[Source start]

These words are part of the Javascript code used by this page, and not shown on the page like sites listed above do. And they are not indexed.

What is more, what would be the point for Google to index Javascript code? What would it had for Google users? It is as pointless as indexing html comments or <table> attributes used on a page! Only cheaters could benefit this, by putting keywords in Javascript comments or functions and variables names...

The only interesting feature with Javascript and google would be to follow javascript links... Indexing code snippets would be useless.

George Abitbol

(edit : i hadn't seen driesie's post)

MonkeeSage

1:45 pm on Aug 20, 2003 (gmt 0)

As claus said, indexing JS in this conversation means parsing it and understanding it as separable entities that Google can distinguish from HTML entities. There is no more question that Google can (has the ability to) do this. The question now becomes if / why / how they should, since we know it is possible.

[Source end]
[Supplied data start]

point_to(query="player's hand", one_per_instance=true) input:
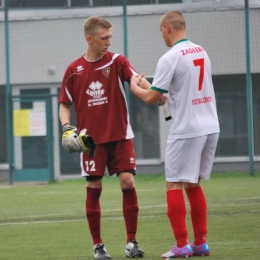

[Supplied data end]

◆ Actions to take:
a. Answer these about the forum thread on Google and Javascript:
(i) Who alone could benefit from Google indexing Javascript code, and how?
(ii) What does the thread call the only interesting feature with Javascript and Google?
(iii) Whose statement does MonkeeSage cite when explaining what indexing JS means?
b. Pick up the forum thread on Google and Javascript after its final sentence and carry it further.

◆ Exercise results:
a.
(i) Only cheaters could benefit, by putting keywords in Javascript comments or in function and variable names.
(ii) Following javascript links.
(iii) claus.

b.
This is a step foward in the discussion as it was formerly stalled at "Does Gogle even see anything inside of <script> tags?"

Also, the arguments I'm seeing against indexing JS could be equally made for excluding links from indexing (no one wants to see link titles in a search!, no one cares about URLs just show us the content of the page the URL points to instead!, &c.), hence they are not good ones (assuming we all want Google to index links and show them in SERPs).

Jordan

tribal

1:50 pm on Aug 20, 2003 (gmt 0)

"The only interesting feature with Javascript and google would be to follow javascript links... Indexing code snippets would be useless."

For Google, the interesting feature of parsing JS (not the parsing done for indexing, but truly EXECUTING code) would be for detecting JS-abusing cheaters.

For users I can think of at least one use which might be interesting: users seeking examples for creating scripts.

However, I do agree that this should be a feature that users should deliberatly active - not something that just pops up now and then in the SERPs. As allready said, it - like the HTML a page is built from - has nothing to do with content.

creative craig

1:56 pm on Aug 20, 2003 (gmt 0)

rcjordan pulled a gem out of the bag the other day. Scrolling text by Javascript indexed and coming up number 1 for a competitive search term, cant find the thread now though :( It was on Google though! That was the first time that I had seen it before.

Craig

George Abitbol

2:10 pm on Aug 20, 2003 (gmt 0)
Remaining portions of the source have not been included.